[Object location annotation entries]

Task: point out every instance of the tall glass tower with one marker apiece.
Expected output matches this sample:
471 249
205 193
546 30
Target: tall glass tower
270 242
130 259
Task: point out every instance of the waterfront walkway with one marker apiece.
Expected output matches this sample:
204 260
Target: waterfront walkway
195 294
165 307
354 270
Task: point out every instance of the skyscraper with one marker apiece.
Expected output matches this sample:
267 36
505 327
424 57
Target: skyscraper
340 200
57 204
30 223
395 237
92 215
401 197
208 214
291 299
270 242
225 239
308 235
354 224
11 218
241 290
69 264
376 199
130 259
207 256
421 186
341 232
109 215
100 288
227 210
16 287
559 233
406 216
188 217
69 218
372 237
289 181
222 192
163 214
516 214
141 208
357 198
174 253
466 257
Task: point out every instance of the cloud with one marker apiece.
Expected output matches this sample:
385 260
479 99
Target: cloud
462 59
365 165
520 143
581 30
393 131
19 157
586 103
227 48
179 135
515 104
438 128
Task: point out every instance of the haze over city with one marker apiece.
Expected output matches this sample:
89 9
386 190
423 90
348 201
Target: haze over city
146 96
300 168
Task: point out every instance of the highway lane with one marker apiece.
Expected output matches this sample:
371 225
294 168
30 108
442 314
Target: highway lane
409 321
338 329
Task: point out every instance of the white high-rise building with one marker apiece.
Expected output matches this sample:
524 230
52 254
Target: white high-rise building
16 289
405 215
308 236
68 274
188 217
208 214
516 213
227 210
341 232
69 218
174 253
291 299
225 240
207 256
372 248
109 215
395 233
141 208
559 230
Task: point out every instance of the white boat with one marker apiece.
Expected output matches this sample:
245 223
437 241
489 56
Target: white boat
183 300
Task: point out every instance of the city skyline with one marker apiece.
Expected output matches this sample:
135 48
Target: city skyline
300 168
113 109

--

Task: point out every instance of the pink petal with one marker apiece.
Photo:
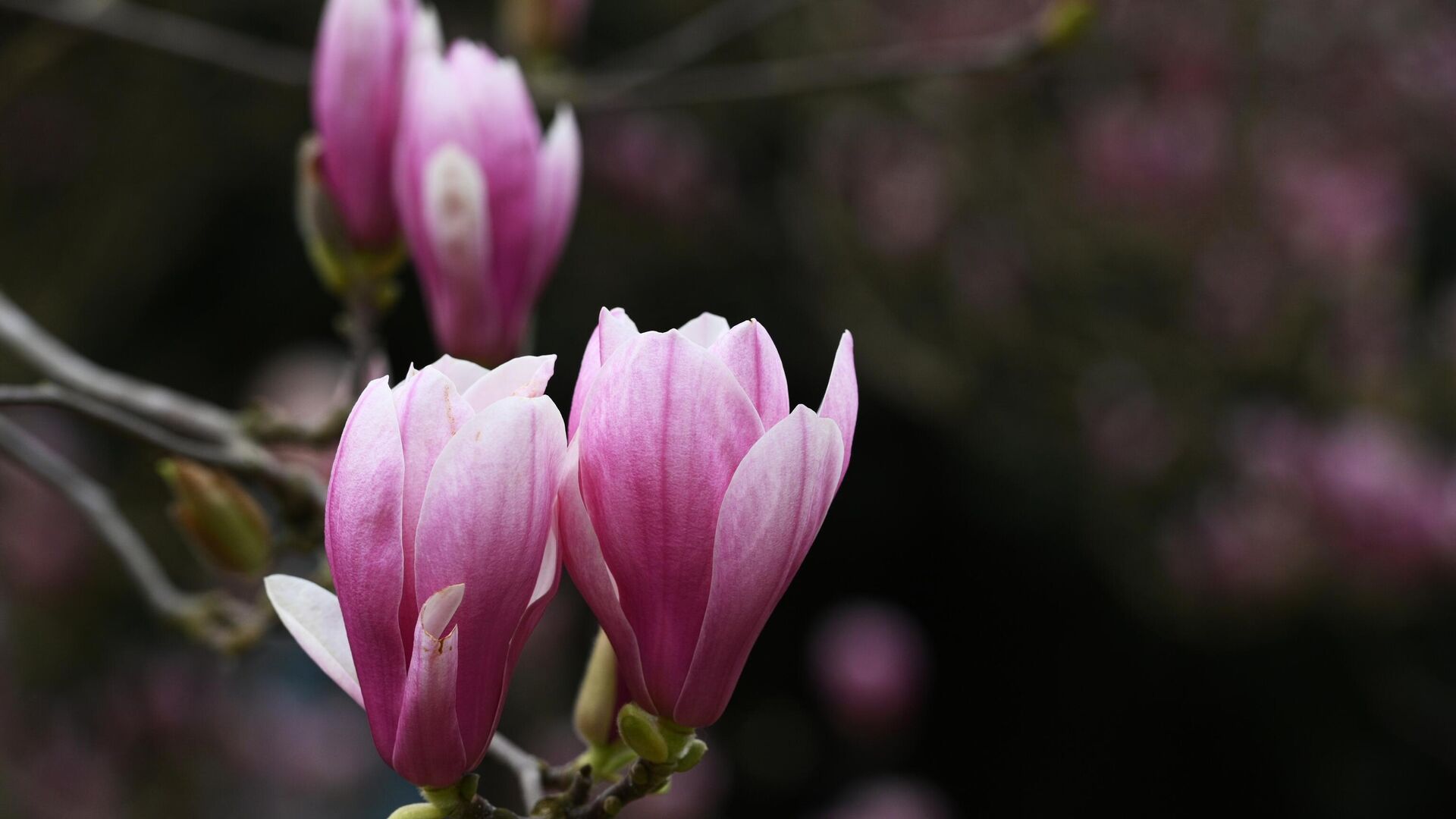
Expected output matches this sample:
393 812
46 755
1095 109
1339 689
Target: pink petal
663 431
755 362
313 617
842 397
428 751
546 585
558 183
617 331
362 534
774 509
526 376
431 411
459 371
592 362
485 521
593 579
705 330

---

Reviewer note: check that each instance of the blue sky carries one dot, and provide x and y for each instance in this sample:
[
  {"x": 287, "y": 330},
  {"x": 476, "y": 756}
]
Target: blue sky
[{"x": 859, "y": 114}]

### PROBLEM TO SOLVE
Locate every line in the entries above that contains the string "rise" and copy each such line in full.

### SOLUTION
Task: point out every instance of the white high-rise building with one marker apiece.
Target: white high-rise building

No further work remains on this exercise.